### Source document
According to a report in the New York Post, biotechnology has entered a new dimension: A Texas company has hatched live chicks for the first time from completely artificial, 3D-printed eggs—no shells, no hens, no natural incubation process. But what is being touted as a scientific miracle raises a much bigger question for critics: Is life finally becoming an industrial platform for large biotech corporations?
According to the report, the same technology is already being used to revive extinct giant birds, such as the colossal moa. The reason is that there is no living animal large enough to incubate such embryos—so an entirely artificial system is being created for the purpose.
🇺🇸 A Texas biotech company just hatched 26 live chicks from 3D-printed artificial eggs with no shells and no hens.
First time in history a complete bird embryo developed in a fully artificial system.
And that’s just the warm-up.
Colossal Biosciences is using this same tech to… pic.twitter.com/VIHsYmerwH
— Mario Nawfal (@MarioNawfal) May 20, 2026
This is crossing a line that was previously considered untouchable: Reproduction is gradually being separated from nature and placed in the hands of private biotechnology companies. Critics warn that artificial embryonic systems are just the beginning. Today, chickens are created without hens and extinct birds are reborn on laboratory platforms – tomorrow, the same technologies could be used for patented livestock, genetically modified organisms or even artificial human reproduction.

What is particularly explosive here is not only the technology itself, but also the question of ownership behind it. Once corporations control biological processes, they also control patents on genes, breeding lines, artificial breeding systems and entire life cycles. Life thus risks being transformed from a natural process into a licensed industrial product.
Under the euphemistic buzzword of “reviving extinction,” a new bio-industry is effectively developing, in which companies could not only edit DNA but also decide which species are created, reproduced, or commercially exploited. The real question is no longer whether humans can create artificial life—but rather who will own that life in the future.

Referring expression grounding data:
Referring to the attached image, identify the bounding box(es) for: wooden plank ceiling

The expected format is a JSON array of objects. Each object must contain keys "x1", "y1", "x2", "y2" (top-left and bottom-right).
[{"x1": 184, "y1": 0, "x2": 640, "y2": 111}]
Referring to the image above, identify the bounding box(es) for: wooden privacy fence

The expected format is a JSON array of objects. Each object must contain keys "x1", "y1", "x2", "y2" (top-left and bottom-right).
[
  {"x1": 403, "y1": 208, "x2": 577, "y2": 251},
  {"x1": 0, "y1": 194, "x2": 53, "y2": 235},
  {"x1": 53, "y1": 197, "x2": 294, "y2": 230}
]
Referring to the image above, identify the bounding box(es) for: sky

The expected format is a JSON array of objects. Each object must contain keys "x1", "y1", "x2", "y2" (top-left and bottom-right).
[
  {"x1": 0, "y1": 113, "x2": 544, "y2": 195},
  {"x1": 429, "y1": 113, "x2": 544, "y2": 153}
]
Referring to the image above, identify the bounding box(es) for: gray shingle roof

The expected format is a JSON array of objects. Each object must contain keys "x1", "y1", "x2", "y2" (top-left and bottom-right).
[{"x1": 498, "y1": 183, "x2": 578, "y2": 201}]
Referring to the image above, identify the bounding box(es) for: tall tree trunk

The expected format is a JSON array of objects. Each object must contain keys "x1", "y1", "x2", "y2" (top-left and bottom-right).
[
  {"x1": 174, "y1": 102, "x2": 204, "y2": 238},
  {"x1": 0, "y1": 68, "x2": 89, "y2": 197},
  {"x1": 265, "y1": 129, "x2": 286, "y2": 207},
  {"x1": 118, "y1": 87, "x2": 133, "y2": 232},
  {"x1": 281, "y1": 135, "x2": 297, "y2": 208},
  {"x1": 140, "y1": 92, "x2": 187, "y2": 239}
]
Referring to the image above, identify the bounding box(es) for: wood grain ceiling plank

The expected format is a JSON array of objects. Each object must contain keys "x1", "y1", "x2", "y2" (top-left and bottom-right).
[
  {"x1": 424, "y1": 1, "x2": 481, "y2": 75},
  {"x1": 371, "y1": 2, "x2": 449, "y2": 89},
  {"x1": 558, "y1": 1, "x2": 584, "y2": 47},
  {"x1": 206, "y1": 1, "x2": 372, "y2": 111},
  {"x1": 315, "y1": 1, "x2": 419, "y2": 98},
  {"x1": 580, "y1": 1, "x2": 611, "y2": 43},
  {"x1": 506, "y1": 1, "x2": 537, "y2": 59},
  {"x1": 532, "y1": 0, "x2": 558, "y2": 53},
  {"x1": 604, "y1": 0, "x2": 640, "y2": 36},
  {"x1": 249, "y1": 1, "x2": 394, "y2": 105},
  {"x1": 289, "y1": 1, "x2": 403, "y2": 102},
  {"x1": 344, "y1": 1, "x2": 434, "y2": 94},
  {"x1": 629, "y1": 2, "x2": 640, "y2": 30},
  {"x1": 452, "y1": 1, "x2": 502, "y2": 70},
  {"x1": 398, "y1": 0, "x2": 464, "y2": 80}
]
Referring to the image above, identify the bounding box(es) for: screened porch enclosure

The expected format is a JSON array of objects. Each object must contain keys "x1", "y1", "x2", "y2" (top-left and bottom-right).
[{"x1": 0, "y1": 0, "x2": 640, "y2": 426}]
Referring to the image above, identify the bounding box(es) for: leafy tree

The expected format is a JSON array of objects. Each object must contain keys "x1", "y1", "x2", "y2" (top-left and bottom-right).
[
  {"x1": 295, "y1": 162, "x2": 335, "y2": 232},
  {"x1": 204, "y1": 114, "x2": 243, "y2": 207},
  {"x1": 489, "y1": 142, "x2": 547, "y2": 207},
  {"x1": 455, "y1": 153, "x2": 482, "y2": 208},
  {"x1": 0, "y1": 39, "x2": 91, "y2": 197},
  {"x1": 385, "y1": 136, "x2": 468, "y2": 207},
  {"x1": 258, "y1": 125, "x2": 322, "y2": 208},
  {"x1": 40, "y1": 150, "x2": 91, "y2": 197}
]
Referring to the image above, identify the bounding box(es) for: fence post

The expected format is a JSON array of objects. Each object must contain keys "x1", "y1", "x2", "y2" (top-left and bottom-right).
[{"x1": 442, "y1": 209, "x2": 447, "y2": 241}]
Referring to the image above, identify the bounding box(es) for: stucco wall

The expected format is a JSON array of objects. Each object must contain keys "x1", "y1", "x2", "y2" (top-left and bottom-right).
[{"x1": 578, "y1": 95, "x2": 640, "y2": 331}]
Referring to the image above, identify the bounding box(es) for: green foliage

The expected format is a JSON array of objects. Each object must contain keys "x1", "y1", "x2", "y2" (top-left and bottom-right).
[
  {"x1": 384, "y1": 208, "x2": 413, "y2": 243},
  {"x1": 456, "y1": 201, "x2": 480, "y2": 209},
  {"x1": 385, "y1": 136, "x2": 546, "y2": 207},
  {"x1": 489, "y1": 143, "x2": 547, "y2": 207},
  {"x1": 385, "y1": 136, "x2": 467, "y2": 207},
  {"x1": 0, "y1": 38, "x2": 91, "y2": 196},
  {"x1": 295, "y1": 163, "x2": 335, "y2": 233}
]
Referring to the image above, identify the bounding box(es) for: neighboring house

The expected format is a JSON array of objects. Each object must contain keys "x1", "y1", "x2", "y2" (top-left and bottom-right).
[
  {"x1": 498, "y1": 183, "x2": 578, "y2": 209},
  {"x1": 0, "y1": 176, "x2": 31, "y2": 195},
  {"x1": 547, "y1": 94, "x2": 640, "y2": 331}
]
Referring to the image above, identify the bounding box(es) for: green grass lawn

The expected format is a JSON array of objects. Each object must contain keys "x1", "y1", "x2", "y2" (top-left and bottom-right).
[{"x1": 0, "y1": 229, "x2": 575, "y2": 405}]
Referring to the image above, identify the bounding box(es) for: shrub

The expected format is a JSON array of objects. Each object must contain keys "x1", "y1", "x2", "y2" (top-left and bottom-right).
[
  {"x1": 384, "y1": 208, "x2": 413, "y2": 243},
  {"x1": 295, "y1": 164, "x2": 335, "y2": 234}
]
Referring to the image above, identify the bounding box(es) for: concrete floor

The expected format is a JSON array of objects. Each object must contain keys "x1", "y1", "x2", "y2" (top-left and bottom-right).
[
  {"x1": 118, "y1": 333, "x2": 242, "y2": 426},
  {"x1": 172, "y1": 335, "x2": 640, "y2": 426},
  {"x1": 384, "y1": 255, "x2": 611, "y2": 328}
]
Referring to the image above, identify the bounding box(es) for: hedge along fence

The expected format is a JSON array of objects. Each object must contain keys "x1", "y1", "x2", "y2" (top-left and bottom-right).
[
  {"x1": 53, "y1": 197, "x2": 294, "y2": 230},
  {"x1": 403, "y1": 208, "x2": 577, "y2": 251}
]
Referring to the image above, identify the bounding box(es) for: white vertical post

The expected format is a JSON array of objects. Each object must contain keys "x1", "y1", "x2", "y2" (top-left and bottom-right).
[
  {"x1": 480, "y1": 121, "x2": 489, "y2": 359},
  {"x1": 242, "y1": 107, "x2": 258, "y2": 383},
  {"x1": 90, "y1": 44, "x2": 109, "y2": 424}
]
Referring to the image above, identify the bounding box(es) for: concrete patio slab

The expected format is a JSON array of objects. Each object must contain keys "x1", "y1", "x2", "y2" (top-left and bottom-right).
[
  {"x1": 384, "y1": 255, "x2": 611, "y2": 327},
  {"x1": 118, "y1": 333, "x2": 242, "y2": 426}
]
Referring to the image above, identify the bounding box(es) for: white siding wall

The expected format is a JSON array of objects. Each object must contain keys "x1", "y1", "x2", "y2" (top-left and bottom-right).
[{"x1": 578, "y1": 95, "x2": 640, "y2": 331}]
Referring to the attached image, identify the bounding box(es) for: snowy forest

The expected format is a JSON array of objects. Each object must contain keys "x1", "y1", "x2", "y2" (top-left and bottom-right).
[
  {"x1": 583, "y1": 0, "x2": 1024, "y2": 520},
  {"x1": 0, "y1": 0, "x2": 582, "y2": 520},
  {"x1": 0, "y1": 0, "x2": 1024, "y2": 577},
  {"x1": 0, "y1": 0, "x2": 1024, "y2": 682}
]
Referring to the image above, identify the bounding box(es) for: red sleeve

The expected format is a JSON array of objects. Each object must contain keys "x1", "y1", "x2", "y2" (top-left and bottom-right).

### What to do
**A)** In the article on 3D-printed eggs, how many live chicks did the Texas biotech company hatch?
**B)** Using the article on 3D-printed eggs, explain why an entirely artificial system is being created to revive extinct giant birds such as the colossal moa.

### Answer section
**A)** 26 live chicks.

**B)** No living animal is large enough to incubate the embryos of such birds. An entirely artificial system is therefore being created for that purpose.